TASKS TO COMPLETE:
1. Read the naval logistics article and decide whether each statement (a), (b) and (c) agrees with it. Answer yes or no for each, and quote the article's deciding words exactly.
(a) Because of its legacy systems, the Navy holds that significant change must be properly planned.
(b) OPLOG's development and integration efforts apply to only a single vessel class.
(c) The broad agency announcement issued by NSWCCD has two phases.
2. Write the next portion of the naval logistics article, beginning right after its final sentence.

ENHANCING NAVY LOGISTICS

ENHANCING NAVY LOGISTICS



Searching High and Low for Innovative Solutions to Improve Naval Logistics Efforts.

by Jeff McKaughan, Editor-In-Chief

Commercial and military supply chains in general operate in a very similar manner. The end user need is transmitted or anticipated, and this need sets in motion a series of actions that culminate in the delivery of the desired material to that user. During this process, the material is transported via a variety of methods and passes through numerous distribution nodes.

The Navy has observed the incredible changes that have occurred in the commercial retail and manufacturing industries brought about by automated warehousing and automated material handling systems, both integrated with innovative information technology approaches. Since the Navy has many legacy systems in their land- and sea-based infrastructure, implementing significant change must be properly planned.

The challenge for the Navy is to research and investigate operational logistics technologies that can: 1) work on a ship in the at-sea environment; 2) handle a variety of commodities including ordnance; 3) include adequate back-up methods in case of system failures 4) be adequately integrated into the ship’s design and 5) reduce the total ownership cost of the force.

OPNAV N42, the Strategic Mobility and Combat Logistics Directorate, provides guidance and resources for the Operational Logistics Integration Program (OPLOG). OPLOG is chartered to conduct technology development and integration efforts with cross-platform, multiple vessel/class applicability. OPLOG is also tasked to provide input to developers of future operation logistics systems and technology requirements. Additionally, OPLOG coordinates with the naval research and development, science and technology, and acquisition communities. OPLOG is focused in the areas of advanced replenishment systems, shipboard materiel transport, standardized packaging and interface technologies (for transportation, supply and storage) and asset visibility and planning.

INCREASING CAPABILITY

Naval Sea Systems Command, Naval Systems Warfare Center-Carderock Division (NSWCCD) has recently issued a three-phase broad agency announcement (BAA) soliciting innovative concepts from industry that can advance Navy operational logistics capabilities with a rapid transition period through component improvement and/or integrated demonstration and evaluation. The Navy wants to consider existing products, modify or further assist in the development and integration of system(s), and evaluate them with a focus on at-sea application.

EXTRACTED INFORMATION:
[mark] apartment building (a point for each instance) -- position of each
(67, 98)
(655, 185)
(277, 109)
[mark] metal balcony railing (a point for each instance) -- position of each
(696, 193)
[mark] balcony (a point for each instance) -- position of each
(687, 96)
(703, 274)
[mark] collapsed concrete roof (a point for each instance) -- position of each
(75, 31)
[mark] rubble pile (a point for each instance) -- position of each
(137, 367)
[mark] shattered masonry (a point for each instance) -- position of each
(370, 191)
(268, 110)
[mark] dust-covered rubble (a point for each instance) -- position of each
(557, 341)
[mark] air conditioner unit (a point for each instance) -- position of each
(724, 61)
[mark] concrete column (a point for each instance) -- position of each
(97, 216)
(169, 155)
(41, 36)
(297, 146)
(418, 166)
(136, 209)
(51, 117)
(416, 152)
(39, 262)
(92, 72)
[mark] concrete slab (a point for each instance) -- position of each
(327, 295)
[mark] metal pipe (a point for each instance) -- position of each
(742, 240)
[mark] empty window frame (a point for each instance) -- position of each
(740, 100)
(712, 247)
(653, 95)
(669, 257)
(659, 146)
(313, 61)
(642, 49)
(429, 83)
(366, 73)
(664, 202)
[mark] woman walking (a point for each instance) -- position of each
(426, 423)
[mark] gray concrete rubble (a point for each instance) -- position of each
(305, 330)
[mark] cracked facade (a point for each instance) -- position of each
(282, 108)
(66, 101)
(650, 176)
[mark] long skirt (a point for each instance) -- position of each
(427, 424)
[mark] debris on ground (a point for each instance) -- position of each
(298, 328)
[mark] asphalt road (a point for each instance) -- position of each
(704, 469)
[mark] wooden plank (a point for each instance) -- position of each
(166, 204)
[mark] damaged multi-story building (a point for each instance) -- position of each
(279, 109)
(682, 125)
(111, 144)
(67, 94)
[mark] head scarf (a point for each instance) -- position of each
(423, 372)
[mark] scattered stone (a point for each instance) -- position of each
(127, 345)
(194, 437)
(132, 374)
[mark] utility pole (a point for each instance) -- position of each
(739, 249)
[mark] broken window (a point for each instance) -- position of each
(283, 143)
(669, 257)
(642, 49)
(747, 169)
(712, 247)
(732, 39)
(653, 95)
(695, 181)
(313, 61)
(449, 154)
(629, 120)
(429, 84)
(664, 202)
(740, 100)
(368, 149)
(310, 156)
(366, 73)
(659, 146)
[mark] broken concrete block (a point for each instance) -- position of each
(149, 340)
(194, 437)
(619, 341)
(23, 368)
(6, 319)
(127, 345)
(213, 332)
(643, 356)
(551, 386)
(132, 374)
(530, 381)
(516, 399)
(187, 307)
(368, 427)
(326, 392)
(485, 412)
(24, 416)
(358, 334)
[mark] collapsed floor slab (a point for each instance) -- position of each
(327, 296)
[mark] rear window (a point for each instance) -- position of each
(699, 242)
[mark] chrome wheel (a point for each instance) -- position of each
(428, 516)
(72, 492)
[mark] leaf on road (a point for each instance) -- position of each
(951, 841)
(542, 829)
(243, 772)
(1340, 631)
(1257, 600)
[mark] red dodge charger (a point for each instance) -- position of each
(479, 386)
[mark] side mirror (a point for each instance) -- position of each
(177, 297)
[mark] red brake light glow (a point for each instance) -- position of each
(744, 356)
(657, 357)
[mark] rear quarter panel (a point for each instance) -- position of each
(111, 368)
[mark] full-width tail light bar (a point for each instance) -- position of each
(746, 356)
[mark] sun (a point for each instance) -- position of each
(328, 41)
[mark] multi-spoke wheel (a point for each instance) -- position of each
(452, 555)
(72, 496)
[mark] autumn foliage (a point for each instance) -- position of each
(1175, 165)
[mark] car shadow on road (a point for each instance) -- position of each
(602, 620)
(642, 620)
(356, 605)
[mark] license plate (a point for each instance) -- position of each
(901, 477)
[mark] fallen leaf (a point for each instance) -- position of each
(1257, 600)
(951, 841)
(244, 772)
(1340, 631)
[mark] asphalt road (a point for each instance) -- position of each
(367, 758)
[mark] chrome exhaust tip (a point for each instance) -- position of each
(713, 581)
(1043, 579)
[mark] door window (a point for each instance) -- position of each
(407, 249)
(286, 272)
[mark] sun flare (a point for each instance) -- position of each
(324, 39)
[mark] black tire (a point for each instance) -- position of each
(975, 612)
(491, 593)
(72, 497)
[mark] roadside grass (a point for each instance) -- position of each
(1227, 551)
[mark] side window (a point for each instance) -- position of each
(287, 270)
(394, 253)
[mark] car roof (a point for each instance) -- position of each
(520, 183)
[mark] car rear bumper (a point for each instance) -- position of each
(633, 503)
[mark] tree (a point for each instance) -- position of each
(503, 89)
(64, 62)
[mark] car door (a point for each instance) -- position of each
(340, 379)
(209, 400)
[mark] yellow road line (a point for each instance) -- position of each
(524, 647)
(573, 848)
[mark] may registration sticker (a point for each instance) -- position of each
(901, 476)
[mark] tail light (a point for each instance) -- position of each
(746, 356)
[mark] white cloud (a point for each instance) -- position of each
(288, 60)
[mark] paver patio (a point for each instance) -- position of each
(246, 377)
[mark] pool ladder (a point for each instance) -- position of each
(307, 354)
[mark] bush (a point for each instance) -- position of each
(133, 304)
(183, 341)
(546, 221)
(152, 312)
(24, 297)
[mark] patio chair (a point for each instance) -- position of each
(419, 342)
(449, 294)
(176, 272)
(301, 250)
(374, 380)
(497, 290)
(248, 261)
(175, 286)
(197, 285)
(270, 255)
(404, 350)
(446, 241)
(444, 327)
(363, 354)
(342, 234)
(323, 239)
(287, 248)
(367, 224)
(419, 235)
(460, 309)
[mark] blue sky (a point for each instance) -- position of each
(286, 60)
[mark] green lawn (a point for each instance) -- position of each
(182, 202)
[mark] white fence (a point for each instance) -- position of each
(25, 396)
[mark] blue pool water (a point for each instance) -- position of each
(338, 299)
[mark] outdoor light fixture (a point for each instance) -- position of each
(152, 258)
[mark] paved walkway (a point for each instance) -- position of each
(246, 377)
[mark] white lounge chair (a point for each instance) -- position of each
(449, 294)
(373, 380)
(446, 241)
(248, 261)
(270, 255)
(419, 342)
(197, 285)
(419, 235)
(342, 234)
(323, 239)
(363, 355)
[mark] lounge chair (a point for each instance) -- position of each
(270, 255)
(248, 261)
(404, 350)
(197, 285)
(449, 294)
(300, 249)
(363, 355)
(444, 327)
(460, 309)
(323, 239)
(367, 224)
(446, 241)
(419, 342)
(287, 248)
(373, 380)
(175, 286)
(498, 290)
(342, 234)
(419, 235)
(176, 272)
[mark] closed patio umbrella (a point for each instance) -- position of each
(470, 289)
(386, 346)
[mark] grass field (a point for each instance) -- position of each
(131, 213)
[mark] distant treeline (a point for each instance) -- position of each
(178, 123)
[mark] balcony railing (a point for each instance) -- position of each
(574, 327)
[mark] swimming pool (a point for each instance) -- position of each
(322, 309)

THE RESULTS:
1.
(a) Yes: "Since the Navy has many legacy systems in their land- and sea-based infrastructure, implementing significant change must be properly planned."
(b) No: "OPLOG is chartered to conduct technology development and integration efforts with cross-platform, multiple vessel/class applicability."
(c) No: "has recently issued a three-phase broad agency announcement (BAA)"

2.
The BAA, “Back-fit Operational Logistics with Near Term Transition Capability” addresses current combat logistics force/ Navy operational logistics system operations and maintenance issues. Potential contractors may utilize a wide array of technologies to address quantifiable operations and maintenance issues in the fleet. Technology maturity should, at a minimum, have basic technological components integrated with reasonably realistic supporting elements and be ready for testing in a simulated environment. Emphasis is placed on readily transitionable technologies, capable of making near-term, measurable improvements to operational logistics systems with crossplatform utility. The technologies should be able or targeted to demonstrate the prototype in an operational environment by the end of phase II. Development efforts can not include information technology/ software development, except in cases where it serves as a concept accompaniment. Efforts that purely focus on information technology/software development are funded through other sources and will not be considered by NSWCCD in this BAA.

The BAA is subdivided into four subtopics.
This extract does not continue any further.